* Extracted text
Mike Drucker is a writer and comedian living in New York City. His writing has appeared in games published by both Sony and Nintendo, including his localization work on Kid Icarus: Uprising. He is the co-head writer for Full Frontal with Samantha Bee, and he's previously written for The Tonight Show Starring Jimmy Fallon, Adam Ruins Everything, Bill Nye Saves the World, and The President Show.

Boss Fight Books: Silent Hill 2 by Mike Drucker

A troubled man travels to a mysterious town from his past after receiving a letter from his wife... who's been dead for years. And while our "hero" explores dark corridors and battles countless disturbing enemies, his journey offers more psychological horror than survival horror. Welcome to Silent Hill, where the monster is you.

Silent Hill 2 doubles down on what made the first game so compelling: The feeling of being lost in a foggy, upside-down town as unsettling as it is familiar. Nearly two decades after first experiencing Silent Hill 2, writer and comedian Mike Drucker returns to its dark depths to explore how this bold video game delivers an experience that is tense, nightmarish, and anything but fun.

* Pointing and labeling entries

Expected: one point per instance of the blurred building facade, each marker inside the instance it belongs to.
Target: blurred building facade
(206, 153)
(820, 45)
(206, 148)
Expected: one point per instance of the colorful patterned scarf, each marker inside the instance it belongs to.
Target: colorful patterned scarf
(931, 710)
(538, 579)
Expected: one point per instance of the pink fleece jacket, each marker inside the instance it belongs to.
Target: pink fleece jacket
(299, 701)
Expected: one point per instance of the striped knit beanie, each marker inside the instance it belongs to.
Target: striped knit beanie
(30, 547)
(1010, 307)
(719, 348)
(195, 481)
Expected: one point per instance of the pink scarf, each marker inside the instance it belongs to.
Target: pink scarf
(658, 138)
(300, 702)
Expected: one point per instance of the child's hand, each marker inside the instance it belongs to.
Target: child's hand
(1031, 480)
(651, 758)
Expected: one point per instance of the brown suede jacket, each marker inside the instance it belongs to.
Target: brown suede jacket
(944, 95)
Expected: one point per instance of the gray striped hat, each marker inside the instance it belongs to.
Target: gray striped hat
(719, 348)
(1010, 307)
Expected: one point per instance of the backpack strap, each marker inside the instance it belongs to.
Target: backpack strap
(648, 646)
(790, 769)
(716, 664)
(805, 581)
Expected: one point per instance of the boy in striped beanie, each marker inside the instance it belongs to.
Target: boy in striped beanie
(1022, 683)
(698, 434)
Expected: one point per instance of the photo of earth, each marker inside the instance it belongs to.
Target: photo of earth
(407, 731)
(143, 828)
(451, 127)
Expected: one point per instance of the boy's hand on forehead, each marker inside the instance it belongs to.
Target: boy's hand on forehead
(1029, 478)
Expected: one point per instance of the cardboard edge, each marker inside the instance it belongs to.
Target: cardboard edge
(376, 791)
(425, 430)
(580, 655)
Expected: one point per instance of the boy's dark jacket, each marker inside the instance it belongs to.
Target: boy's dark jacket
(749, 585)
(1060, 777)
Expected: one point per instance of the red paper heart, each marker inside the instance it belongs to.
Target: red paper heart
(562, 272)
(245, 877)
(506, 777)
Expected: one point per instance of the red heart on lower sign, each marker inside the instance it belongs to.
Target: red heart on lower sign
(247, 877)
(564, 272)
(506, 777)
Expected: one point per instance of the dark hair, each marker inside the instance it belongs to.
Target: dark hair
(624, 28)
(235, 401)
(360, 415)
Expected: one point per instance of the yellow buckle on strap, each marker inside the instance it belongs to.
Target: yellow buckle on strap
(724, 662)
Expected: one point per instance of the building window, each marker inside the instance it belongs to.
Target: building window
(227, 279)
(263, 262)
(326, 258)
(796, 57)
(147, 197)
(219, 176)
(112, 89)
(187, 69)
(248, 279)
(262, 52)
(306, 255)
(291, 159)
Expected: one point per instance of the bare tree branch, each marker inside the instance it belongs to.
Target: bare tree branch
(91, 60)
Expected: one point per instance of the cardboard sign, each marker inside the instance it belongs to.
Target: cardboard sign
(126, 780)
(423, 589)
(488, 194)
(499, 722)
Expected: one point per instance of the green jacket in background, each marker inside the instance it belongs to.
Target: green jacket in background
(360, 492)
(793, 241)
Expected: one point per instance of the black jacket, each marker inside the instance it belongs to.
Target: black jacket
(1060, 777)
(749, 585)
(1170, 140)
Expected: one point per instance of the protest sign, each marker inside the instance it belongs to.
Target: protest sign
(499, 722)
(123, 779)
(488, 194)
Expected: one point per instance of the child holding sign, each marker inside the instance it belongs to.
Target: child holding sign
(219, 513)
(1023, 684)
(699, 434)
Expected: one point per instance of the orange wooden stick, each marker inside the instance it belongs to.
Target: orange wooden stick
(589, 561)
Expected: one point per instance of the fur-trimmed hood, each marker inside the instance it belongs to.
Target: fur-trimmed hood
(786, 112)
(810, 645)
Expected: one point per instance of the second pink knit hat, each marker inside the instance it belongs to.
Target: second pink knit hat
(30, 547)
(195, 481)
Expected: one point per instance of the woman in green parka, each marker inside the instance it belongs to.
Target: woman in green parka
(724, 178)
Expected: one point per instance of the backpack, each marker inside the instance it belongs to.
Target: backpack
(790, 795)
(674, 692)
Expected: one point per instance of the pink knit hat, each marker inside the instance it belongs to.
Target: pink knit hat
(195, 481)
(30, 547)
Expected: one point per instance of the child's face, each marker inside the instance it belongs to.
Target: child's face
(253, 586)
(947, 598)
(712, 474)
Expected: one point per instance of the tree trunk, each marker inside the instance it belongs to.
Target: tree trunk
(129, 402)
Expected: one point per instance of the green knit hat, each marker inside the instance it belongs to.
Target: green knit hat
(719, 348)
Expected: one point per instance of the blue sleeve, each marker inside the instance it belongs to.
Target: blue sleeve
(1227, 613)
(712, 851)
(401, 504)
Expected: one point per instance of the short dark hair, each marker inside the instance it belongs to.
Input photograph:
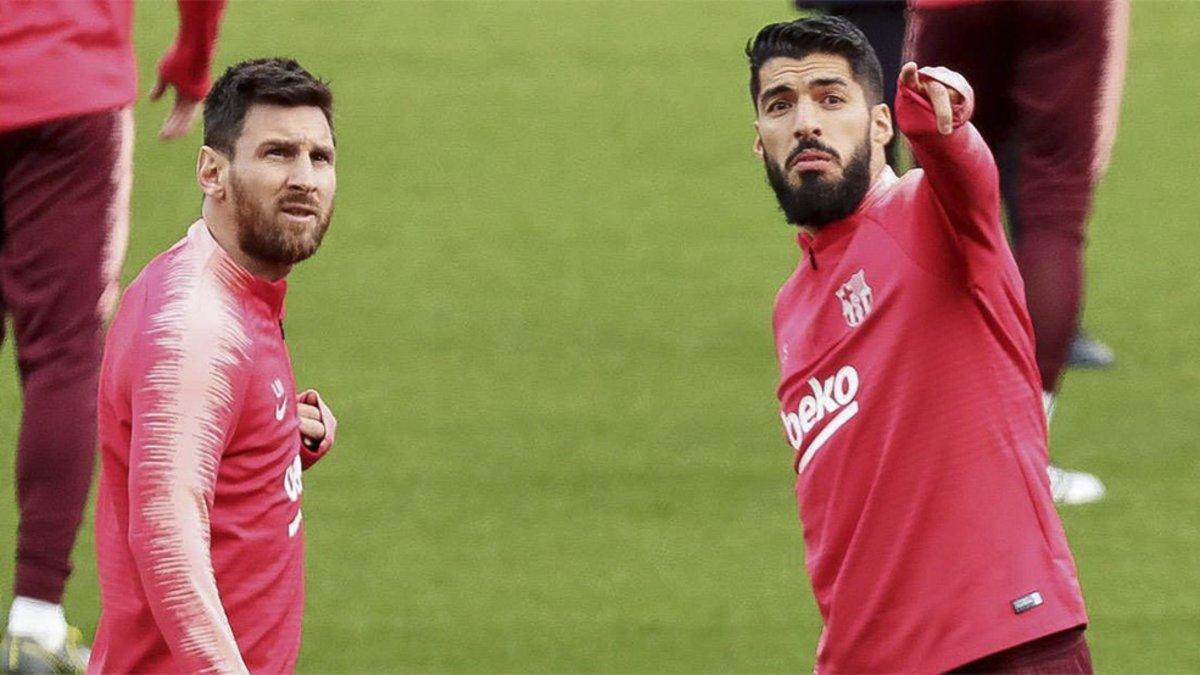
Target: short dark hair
(811, 35)
(280, 82)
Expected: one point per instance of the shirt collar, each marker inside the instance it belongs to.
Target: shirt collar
(239, 279)
(833, 231)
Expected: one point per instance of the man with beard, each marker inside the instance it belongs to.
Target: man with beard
(909, 386)
(203, 437)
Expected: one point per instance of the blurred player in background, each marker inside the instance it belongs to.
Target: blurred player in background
(1050, 75)
(909, 384)
(203, 437)
(67, 82)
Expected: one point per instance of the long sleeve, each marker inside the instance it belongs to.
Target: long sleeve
(189, 381)
(959, 166)
(189, 61)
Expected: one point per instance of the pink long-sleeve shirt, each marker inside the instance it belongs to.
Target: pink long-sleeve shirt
(911, 398)
(198, 524)
(66, 58)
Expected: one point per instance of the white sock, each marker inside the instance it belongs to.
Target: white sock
(1048, 405)
(40, 621)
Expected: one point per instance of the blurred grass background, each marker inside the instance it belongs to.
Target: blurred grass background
(543, 318)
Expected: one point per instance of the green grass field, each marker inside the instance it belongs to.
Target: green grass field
(543, 317)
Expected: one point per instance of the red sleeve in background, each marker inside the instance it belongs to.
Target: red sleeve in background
(189, 61)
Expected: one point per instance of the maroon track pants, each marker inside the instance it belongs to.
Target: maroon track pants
(64, 215)
(1047, 78)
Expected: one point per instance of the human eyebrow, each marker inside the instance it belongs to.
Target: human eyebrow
(276, 144)
(768, 94)
(828, 82)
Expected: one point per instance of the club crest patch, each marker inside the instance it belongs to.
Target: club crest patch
(856, 298)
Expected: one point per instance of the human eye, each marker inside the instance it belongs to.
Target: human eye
(778, 106)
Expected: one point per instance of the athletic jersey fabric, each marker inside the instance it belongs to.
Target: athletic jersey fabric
(66, 58)
(911, 395)
(198, 526)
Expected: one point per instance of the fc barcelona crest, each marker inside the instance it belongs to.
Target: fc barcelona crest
(856, 298)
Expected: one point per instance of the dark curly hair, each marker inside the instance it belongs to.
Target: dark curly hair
(825, 34)
(281, 82)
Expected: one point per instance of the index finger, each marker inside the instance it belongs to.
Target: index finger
(941, 100)
(909, 76)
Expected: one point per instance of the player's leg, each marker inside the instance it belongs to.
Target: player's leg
(66, 205)
(1066, 95)
(1061, 653)
(1060, 97)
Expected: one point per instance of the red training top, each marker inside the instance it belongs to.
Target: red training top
(912, 399)
(198, 526)
(66, 58)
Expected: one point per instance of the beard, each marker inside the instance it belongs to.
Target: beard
(264, 237)
(820, 201)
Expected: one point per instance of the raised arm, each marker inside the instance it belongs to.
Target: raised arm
(189, 380)
(934, 108)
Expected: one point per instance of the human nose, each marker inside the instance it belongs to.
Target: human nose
(807, 123)
(303, 175)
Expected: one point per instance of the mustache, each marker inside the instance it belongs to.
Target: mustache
(305, 202)
(810, 144)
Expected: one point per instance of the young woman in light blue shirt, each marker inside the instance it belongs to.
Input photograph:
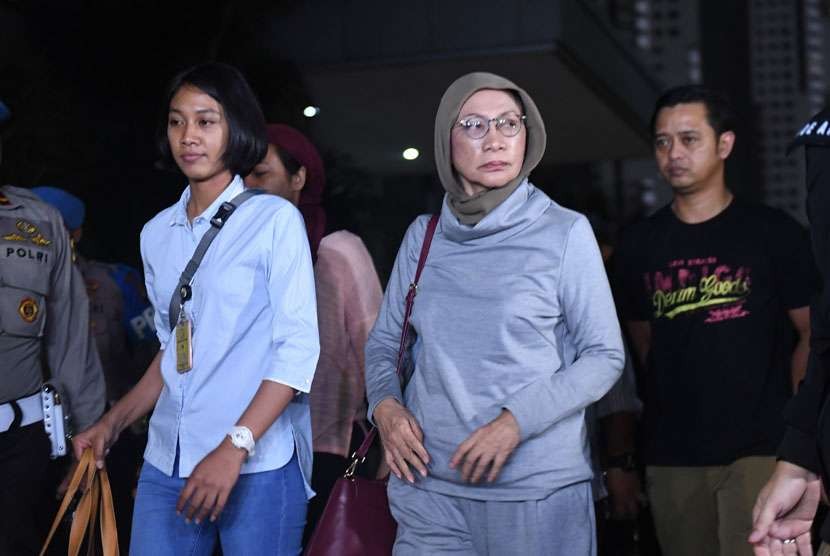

* Set problem
According to the book description, which game did Mike Drucker do localization work on? The entries were taken from a different source than the book description.

* Task solution
Kid Icarus: Uprising.